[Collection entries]
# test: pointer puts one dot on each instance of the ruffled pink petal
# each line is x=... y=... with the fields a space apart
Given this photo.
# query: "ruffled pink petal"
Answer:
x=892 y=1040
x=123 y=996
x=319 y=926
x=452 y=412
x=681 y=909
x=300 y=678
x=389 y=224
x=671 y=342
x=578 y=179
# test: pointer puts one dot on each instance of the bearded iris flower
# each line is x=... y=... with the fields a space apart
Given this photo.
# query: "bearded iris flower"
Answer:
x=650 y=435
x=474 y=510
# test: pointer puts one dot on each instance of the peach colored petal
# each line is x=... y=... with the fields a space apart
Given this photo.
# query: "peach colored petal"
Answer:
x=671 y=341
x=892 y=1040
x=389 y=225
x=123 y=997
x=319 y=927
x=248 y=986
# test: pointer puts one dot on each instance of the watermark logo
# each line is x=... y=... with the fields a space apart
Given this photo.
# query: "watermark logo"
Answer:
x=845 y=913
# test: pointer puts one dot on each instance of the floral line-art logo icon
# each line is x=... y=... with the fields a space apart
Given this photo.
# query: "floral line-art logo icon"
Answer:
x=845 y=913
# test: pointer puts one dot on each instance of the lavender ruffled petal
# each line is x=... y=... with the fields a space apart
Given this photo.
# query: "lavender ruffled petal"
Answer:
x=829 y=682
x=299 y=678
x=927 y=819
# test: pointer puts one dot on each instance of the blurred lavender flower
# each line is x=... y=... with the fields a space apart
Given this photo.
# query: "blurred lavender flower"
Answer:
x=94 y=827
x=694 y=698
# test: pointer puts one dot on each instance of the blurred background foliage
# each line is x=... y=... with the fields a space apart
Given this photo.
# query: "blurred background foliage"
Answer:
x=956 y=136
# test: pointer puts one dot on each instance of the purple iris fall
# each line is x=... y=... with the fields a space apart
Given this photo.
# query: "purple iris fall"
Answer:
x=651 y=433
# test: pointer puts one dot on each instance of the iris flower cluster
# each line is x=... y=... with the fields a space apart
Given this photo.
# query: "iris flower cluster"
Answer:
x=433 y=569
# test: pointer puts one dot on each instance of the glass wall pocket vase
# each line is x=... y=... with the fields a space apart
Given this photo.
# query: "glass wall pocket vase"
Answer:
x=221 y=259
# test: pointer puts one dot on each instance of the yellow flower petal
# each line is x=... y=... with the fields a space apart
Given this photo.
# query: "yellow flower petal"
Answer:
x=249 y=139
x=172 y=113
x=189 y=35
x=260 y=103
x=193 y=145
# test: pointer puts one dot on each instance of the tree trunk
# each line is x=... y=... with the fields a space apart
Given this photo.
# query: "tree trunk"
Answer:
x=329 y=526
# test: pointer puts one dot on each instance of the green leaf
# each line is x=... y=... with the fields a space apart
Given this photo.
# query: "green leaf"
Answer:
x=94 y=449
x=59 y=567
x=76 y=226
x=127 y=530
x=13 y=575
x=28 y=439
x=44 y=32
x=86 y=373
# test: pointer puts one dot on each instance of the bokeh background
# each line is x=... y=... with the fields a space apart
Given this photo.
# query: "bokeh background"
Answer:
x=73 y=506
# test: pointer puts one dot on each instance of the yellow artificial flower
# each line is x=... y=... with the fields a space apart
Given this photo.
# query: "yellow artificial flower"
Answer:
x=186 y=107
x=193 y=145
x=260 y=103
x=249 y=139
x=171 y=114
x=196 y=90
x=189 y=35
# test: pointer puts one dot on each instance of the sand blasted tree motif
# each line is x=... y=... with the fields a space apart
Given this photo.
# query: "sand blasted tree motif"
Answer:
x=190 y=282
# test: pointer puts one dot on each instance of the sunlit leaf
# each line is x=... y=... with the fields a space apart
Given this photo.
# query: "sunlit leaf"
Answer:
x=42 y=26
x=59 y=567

**Given task**: Reproduce all the entries above with every "instance" replaced by "occurrence", leaving everything else as it is.

**Exercise result**:
# test: pointer puts one dot on each occurrence of the ruffled pink petal
# each line is x=... y=... with the fields a space apart
Given this photo.
# query: "ruffled pink petal"
Answer:
x=892 y=1040
x=123 y=996
x=319 y=926
x=452 y=412
x=681 y=909
x=300 y=678
x=389 y=224
x=671 y=342
x=578 y=179
# test: pointer puts one dot on each occurrence of the bearded iris flower
# each line is x=... y=... with the fields a space apart
Given this photo.
# query: "bearded iris flower"
Answer:
x=650 y=435
x=474 y=510
# test: pointer puts one dot on each occurrence of the peach colored petal
# each line is x=... y=... with the fields a space apart
Given this photo.
# query: "peach colored petal"
Answer:
x=671 y=341
x=892 y=1040
x=389 y=225
x=123 y=997
x=319 y=927
x=248 y=986
# test: pointer puts one dot on each occurrence of the watermark logo
# each line is x=... y=... with the fields a space apart
Given this photo.
# query: "watermark logo"
Answer:
x=845 y=913
# test: pointer puts one dot on each occurrence of the floral line-art logo icon
# each line is x=... y=... with the fields a space apart
Given this photo.
# query: "floral line-art logo icon"
Answer:
x=845 y=913
# test: pointer puts one dot on each occurrence of the lavender ruffled petal
# each line is x=... y=... with the fields a space apart
Given this photo.
# query: "lavender ruffled petal"
Answer:
x=829 y=682
x=299 y=678
x=927 y=819
# test: pointer puts one dot on each occurrence of the blurred lavender flower
# each line is x=... y=... with the fields a space apart
Given this photo.
# query: "blurred lavender flower"
Answer:
x=94 y=827
x=694 y=698
# test: pointer puts one dot on each occurrence of the blurred background foliage
# each line is x=... y=... with the fields a space apart
Given this photo.
# query: "blurred background foliage"
Answer:
x=956 y=136
# test: pointer puts one dot on each occurrence of the purple iris fall
# each line is x=... y=... with the fields a space apart
Given this photo.
# query: "purple iris fall"
Answer:
x=651 y=433
# test: pointer puts one dot on each occurrence of the iris flower cluster
# each line is x=... y=... with the fields a space apart
Given this photo.
# query: "iris flower cluster"
Answer:
x=433 y=569
# test: pointer puts one dot on each occurrence of the glass wall pocket vase
# each line is x=... y=... with the fields a space apart
Given this photo.
# query: "glass wall pocket vase"
Answer:
x=221 y=259
# test: pointer puts one dot on each occurrence of the yellow flower petal
# each line is x=... y=... with the fields a space apart
Given this photo.
# query: "yellow flower petal"
Answer:
x=249 y=139
x=172 y=113
x=189 y=35
x=260 y=103
x=193 y=145
# test: pointer puts one dot on each occurrence of the tree trunk
# each line is x=... y=... with the fields a space apart
Given this photo.
# query: "tree trunk"
Answer:
x=329 y=526
# test: pointer puts one dot on each occurrence of the green leaf
# each line is x=... y=... with the fields a space apart
Given this photo.
# query: "green leaf"
Answer:
x=94 y=449
x=59 y=567
x=76 y=226
x=127 y=530
x=13 y=575
x=28 y=439
x=44 y=32
x=86 y=373
# test: pointer puts one dot on each occurrence of the bokeh background
# each line is x=... y=... with the fields a space apart
Given this photo.
# query: "bokeh background"
Answer:
x=73 y=506
# test: pointer puts one dot on each occurrence of the yellow artificial flower
# each line is x=... y=... with the fields a space apart
Given this photo.
# query: "yellow artificial flower"
Answer:
x=186 y=107
x=193 y=145
x=260 y=103
x=249 y=139
x=171 y=114
x=196 y=90
x=189 y=35
# test: pointer puts one dot on each occurrence of the sand blasted tree motif
# each line is x=... y=... with the fields a space apart
Given this photo.
# query: "sand blasted tree motif"
Answer:
x=190 y=282
# test: pointer puts one dot on each occurrence of the sunlit leaf
# each line is x=... y=... with the fields a space apart
Given this photo.
# query: "sunlit leaf"
Answer:
x=42 y=26
x=59 y=567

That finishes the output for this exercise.